*Text provided*.

On Wed, 2010-09-08 at 15:44 +0200, Joakim Tjernlund wrote:
> Peter Zijlstra <peterz@...radead.org> wrote on 2010/09/08 15:00:18:
> >
> > On Wed, 2010-09-08 at 14:43 +0200, Thomas Gleixner wrote:
> > > > However nanosleep with 1 ns and prctl(PR_SET_TIMERSLACK, 1) takes
> > > > about 8 us on x86(Intel(R) Core(TM)2 Duo CPU E8500 @ 3.16GHz)
> > > > and 20 us on my slower ppc board. Is that system call overhead
> > > > or possibly some error?
> > >
> > > That's overhead I fear. We go way up to enqueue/arm the timer until we
> > > figure out that the timeout already happened.
> >
> > Well, there's also the fact that his ppc board is simply dead slow,
> > using the freq ratio: 3166/266 you'd expect (at a similar ins/clock
> > ratio) the ppc to take 95us.

*Data to examine*.
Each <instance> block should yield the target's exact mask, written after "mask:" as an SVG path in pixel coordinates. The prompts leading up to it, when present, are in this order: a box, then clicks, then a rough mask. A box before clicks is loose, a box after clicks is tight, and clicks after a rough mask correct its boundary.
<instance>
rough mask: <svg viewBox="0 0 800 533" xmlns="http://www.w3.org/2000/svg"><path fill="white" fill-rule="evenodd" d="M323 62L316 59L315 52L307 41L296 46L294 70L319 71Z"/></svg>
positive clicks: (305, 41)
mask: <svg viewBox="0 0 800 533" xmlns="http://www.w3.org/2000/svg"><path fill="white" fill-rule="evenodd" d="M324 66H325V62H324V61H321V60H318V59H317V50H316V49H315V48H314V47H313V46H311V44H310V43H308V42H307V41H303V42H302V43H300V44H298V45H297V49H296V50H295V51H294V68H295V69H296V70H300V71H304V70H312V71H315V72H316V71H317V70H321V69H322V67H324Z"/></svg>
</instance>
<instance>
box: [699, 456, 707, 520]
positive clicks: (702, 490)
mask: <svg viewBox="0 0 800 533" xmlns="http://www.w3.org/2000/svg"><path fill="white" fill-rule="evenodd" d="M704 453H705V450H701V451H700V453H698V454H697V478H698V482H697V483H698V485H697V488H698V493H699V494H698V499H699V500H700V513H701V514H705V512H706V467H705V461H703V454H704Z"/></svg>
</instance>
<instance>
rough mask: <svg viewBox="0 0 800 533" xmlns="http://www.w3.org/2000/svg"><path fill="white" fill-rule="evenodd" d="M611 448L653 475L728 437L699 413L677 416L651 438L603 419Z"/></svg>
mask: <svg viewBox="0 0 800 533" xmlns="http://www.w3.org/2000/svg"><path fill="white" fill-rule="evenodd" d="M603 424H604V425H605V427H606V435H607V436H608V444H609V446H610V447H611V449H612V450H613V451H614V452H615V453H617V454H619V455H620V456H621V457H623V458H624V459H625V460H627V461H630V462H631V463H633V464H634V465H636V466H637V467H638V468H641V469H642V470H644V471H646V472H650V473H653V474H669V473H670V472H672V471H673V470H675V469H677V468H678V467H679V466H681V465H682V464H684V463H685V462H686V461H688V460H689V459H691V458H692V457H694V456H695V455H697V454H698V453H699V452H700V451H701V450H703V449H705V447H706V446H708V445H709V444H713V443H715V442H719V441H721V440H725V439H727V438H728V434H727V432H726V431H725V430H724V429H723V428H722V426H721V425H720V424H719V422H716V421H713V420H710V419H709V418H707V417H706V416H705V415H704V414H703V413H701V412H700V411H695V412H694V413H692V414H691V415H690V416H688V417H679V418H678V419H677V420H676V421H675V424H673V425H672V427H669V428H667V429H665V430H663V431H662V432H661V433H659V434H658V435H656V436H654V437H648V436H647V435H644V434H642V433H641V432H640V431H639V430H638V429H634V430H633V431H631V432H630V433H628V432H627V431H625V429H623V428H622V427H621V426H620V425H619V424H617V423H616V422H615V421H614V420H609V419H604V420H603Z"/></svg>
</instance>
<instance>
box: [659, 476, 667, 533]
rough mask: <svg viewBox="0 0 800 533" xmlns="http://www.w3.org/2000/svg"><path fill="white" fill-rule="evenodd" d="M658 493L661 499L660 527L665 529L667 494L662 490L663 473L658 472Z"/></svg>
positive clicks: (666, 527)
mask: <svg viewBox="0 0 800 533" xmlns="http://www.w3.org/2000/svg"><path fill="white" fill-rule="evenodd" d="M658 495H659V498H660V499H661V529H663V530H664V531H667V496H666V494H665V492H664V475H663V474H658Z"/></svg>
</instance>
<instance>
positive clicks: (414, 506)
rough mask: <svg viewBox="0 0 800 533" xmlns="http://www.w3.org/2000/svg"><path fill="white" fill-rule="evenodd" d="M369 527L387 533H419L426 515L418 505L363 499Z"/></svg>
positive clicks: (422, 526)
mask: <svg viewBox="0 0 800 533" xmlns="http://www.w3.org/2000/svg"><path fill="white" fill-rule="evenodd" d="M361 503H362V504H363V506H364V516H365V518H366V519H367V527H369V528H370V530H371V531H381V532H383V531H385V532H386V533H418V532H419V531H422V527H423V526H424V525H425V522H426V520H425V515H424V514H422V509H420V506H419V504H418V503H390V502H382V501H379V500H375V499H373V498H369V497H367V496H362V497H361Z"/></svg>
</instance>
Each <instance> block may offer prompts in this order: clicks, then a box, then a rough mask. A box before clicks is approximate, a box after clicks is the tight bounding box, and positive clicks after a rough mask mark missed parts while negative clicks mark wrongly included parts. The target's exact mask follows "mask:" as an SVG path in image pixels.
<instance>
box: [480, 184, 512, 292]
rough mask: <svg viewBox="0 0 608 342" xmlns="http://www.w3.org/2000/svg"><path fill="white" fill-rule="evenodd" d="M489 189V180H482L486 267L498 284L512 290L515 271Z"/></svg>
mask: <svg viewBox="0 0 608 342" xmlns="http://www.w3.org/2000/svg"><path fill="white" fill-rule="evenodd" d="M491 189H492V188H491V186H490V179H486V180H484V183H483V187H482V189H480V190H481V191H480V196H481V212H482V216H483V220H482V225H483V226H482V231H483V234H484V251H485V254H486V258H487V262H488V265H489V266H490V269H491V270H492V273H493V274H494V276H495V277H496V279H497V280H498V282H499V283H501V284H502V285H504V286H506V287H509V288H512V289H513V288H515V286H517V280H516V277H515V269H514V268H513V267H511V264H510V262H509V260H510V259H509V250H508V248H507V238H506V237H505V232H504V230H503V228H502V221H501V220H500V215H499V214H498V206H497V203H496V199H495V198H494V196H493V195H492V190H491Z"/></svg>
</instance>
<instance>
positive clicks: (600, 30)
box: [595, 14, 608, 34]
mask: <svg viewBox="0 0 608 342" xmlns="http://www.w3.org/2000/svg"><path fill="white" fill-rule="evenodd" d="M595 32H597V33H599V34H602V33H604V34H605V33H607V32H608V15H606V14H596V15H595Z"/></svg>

*To do*.
(1) Reproduce everything in the nanosleep email thread from "On Wed, 2010-09-08 at 15:44" down to "E8500 @ 3.16GHz)".
(2) In the nanosleep email thread, about how long does nanosleep with 1 ns and prctl(PR_SET_TIMERSLACK, 1) take on the x86 system?
(3) Please continue the nanosleep email thread from the point where it stops.
The material comes from a different source than the nanosleep email thread.

*Answers given*.
(1)
On Wed, 2010-09-08 at 15:44 +0200, Joakim Tjernlund wrote:
> Peter Zijlstra <peterz@...radead.org> wrote on 2010/09/08 15:00:18:
> >
> > On Wed, 2010-09-08 at 14:43 +0200, Thomas Gleixner wrote:
> > > > However nanosleep with 1 ns and prctl(PR_SET_TIMERSLACK, 1) takes
> > > > about 8 us on x86(Intel(R) Core(TM)2 Duo CPU E8500 @ 3.16GHz)

(2) About 8 us.

(3)
> >
> > So in fact the pcc taking 20us is actually quite good.
>
> Actually, it takes 120 us. The 20 us was when I had Thomas
> timeout == 0 fast path patch applied(forgot to remove it).
> Without that patch it takes about 115 us. So it seems it takes
> 115-20=95 us to turn the timer wheel on my ppc.
hrtimers don't have a timer wheel, but it does poke at the hardware,
could be programming timers on that ppc is terribly slow.